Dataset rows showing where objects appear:

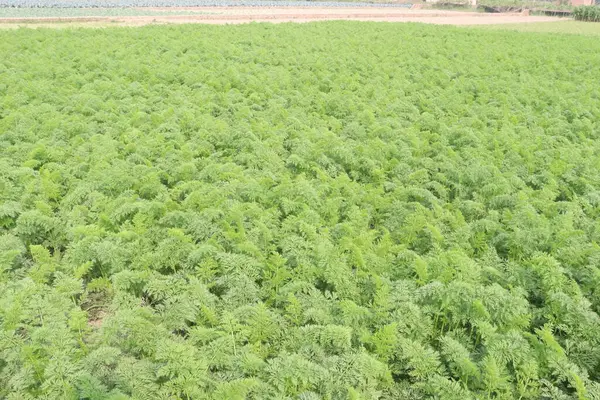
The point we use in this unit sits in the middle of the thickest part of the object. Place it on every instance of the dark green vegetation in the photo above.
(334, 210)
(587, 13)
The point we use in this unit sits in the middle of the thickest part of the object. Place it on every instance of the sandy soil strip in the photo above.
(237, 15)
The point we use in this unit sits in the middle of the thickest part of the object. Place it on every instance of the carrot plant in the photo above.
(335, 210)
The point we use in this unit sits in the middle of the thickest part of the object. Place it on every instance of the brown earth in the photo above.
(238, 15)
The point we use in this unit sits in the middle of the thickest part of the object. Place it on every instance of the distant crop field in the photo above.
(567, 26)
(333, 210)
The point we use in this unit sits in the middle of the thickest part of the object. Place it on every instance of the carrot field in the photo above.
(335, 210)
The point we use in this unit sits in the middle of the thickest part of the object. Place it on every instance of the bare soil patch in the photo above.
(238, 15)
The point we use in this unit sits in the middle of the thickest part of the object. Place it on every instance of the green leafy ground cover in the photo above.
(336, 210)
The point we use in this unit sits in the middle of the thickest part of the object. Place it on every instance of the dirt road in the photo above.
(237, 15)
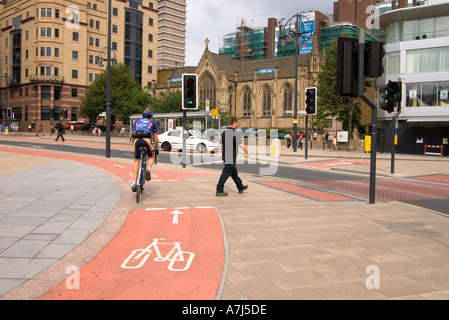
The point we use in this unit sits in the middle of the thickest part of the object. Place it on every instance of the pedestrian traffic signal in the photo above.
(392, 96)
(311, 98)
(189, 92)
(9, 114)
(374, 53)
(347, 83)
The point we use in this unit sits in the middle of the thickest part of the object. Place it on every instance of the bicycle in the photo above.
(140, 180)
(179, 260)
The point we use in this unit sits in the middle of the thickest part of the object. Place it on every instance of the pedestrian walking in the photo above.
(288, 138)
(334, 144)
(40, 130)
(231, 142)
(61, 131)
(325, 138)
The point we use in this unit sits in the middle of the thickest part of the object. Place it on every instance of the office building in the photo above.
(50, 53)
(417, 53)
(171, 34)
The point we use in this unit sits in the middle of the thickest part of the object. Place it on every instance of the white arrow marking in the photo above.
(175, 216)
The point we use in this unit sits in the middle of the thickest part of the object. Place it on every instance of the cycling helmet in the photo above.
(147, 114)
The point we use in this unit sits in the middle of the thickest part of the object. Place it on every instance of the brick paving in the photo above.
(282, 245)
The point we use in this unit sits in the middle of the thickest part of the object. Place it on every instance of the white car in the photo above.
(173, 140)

...

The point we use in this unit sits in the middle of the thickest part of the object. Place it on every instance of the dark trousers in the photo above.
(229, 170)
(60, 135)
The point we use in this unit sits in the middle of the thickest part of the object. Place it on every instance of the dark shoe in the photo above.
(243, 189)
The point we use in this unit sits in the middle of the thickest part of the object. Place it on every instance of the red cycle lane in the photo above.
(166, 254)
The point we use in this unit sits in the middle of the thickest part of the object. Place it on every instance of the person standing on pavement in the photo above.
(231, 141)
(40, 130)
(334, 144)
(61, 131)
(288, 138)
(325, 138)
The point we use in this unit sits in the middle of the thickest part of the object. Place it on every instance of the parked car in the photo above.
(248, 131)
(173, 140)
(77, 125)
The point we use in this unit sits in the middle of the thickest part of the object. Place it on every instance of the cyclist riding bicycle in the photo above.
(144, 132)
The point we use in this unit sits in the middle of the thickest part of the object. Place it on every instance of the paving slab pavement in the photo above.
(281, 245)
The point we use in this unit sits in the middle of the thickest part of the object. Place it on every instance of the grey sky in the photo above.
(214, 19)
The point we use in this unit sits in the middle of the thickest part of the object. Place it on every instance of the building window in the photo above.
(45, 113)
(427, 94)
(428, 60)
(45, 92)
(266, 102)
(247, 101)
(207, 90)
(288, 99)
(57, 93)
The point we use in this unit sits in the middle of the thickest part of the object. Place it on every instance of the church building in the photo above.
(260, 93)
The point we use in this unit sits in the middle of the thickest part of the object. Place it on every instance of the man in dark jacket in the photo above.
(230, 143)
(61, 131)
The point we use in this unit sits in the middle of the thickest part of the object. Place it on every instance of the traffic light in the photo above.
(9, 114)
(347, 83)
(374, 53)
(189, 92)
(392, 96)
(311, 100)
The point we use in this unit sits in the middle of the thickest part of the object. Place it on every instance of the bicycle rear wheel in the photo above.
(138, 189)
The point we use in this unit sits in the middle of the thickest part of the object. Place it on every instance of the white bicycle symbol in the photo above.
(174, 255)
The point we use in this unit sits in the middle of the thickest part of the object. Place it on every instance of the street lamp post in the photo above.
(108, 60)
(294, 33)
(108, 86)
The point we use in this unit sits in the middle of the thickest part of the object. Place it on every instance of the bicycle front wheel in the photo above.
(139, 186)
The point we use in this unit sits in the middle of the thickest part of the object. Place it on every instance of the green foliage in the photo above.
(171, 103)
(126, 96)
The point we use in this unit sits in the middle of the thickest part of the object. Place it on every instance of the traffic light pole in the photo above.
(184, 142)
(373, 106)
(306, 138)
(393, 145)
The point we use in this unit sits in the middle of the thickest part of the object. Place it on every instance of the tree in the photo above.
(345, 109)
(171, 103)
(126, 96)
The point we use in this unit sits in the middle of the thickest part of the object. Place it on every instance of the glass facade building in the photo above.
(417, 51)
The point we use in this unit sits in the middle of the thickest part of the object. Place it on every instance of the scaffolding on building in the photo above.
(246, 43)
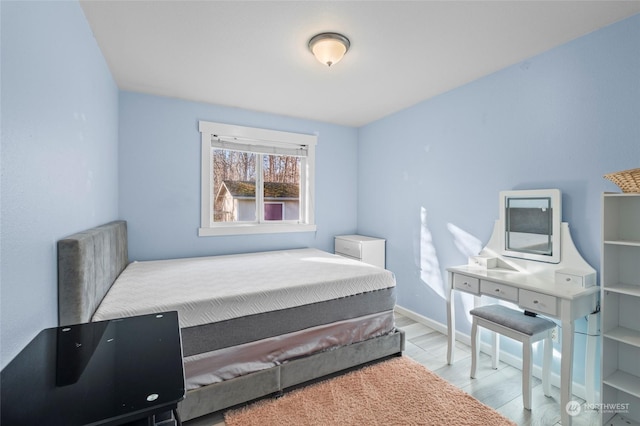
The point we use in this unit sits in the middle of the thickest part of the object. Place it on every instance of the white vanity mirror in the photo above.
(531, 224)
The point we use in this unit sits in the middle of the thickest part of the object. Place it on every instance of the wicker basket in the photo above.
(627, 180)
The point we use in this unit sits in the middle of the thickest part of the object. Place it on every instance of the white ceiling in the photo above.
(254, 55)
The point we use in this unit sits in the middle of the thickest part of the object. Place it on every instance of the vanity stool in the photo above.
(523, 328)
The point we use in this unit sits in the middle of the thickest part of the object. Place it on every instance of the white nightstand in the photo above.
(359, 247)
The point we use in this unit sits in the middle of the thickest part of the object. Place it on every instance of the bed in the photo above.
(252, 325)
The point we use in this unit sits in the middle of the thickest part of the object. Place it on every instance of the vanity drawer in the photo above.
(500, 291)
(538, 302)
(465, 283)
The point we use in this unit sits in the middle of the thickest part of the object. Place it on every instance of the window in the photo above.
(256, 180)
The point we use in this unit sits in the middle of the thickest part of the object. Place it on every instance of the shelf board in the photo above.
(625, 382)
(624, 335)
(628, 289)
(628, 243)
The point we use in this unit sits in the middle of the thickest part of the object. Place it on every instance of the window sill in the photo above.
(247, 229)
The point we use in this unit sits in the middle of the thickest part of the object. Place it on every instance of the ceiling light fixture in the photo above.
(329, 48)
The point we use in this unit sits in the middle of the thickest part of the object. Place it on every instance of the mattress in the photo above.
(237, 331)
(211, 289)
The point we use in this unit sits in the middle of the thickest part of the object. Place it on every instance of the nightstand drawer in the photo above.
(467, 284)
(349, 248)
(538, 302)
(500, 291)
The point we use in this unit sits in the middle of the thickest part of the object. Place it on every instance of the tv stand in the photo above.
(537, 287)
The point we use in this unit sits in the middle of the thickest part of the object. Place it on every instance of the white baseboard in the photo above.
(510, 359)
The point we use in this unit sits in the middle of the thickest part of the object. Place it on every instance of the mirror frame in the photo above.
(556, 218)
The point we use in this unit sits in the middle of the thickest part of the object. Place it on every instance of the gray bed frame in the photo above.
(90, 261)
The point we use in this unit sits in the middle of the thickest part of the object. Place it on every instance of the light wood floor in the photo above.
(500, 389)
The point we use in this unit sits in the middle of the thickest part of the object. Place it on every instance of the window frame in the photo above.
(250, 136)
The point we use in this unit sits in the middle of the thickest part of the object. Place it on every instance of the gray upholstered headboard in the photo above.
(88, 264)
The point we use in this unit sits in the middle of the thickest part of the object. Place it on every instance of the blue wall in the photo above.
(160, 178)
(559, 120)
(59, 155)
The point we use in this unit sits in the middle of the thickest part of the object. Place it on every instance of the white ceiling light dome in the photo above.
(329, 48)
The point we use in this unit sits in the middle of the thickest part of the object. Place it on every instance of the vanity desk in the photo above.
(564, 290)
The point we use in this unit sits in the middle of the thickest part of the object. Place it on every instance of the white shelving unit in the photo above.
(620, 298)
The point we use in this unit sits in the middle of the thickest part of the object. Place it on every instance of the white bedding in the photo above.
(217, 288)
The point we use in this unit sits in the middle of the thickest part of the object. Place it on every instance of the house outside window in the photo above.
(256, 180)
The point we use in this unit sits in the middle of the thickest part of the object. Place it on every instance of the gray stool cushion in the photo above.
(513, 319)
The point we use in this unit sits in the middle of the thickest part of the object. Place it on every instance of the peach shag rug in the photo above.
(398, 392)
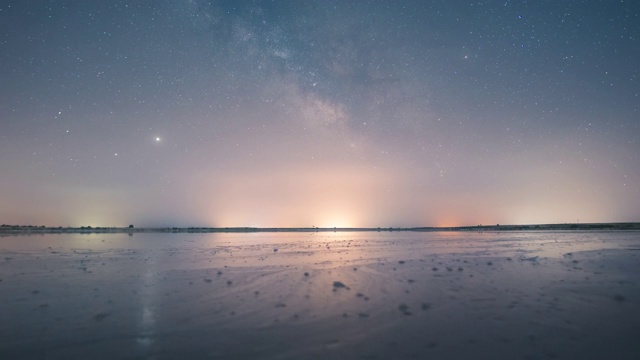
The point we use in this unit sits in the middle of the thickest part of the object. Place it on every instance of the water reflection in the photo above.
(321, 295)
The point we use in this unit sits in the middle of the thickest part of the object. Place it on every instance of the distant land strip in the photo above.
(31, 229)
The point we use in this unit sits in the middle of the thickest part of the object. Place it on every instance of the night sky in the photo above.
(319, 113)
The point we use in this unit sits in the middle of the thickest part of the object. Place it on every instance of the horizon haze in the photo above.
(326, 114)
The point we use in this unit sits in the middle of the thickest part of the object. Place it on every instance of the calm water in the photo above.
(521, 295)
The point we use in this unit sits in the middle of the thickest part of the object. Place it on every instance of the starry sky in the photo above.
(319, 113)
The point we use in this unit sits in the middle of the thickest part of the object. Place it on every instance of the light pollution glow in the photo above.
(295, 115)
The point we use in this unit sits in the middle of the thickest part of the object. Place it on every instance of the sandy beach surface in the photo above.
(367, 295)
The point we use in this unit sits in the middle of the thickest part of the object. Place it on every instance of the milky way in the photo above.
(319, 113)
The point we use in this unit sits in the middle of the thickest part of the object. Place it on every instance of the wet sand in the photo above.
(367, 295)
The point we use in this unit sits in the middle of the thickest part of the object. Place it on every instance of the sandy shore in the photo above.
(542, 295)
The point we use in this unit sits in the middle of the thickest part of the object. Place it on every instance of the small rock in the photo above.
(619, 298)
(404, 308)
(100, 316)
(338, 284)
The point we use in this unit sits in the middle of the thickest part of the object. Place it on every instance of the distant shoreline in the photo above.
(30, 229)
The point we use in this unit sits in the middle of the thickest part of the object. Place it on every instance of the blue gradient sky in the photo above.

...

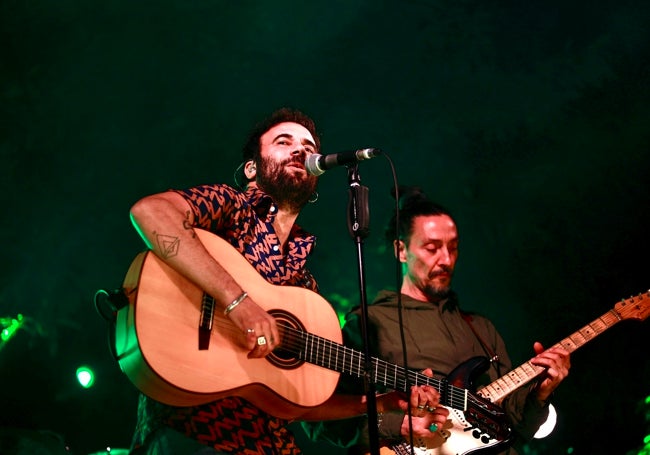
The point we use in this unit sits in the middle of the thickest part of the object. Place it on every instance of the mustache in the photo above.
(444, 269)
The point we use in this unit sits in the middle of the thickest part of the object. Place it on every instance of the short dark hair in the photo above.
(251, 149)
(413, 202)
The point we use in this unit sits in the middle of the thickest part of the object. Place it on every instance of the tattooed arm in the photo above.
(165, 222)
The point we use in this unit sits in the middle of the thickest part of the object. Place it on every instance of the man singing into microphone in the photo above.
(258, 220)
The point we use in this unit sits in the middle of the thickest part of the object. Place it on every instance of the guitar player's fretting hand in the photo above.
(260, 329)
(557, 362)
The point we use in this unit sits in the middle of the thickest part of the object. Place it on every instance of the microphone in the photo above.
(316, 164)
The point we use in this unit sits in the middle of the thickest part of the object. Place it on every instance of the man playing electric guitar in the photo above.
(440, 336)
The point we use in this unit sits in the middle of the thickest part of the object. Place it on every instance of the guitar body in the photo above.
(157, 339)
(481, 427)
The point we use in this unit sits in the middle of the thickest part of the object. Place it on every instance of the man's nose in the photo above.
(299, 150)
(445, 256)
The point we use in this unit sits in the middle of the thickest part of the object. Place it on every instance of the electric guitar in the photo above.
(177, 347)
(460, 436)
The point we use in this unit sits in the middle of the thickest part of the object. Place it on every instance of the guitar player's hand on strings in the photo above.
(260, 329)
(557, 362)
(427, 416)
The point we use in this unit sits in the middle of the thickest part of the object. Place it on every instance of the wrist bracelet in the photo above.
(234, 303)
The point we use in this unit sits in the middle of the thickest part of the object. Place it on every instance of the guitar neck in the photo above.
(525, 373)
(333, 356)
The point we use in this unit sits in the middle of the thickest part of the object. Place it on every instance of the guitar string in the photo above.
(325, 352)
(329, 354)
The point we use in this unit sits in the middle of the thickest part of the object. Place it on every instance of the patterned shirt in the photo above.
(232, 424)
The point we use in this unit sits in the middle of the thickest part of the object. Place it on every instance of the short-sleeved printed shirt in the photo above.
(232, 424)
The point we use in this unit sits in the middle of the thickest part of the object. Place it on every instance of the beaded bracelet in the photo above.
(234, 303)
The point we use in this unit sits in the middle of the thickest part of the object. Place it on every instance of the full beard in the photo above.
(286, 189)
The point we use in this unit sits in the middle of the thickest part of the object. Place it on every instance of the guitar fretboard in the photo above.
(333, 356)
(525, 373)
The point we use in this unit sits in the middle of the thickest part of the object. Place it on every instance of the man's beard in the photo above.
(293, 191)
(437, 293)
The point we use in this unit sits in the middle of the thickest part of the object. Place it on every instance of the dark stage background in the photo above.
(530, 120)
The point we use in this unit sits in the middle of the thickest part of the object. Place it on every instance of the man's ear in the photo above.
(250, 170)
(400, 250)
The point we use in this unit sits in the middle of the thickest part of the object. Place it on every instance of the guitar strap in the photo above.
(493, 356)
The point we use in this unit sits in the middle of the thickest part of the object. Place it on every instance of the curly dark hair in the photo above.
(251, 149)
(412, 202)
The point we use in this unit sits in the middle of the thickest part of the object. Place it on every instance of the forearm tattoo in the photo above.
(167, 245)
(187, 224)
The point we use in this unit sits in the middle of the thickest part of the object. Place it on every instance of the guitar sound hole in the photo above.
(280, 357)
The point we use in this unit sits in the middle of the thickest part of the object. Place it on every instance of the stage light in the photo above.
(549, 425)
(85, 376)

## YOUR GOAL
Count the lines in the data above that contain the string "player". Give only the number.

## WRITTEN RESPONSE
2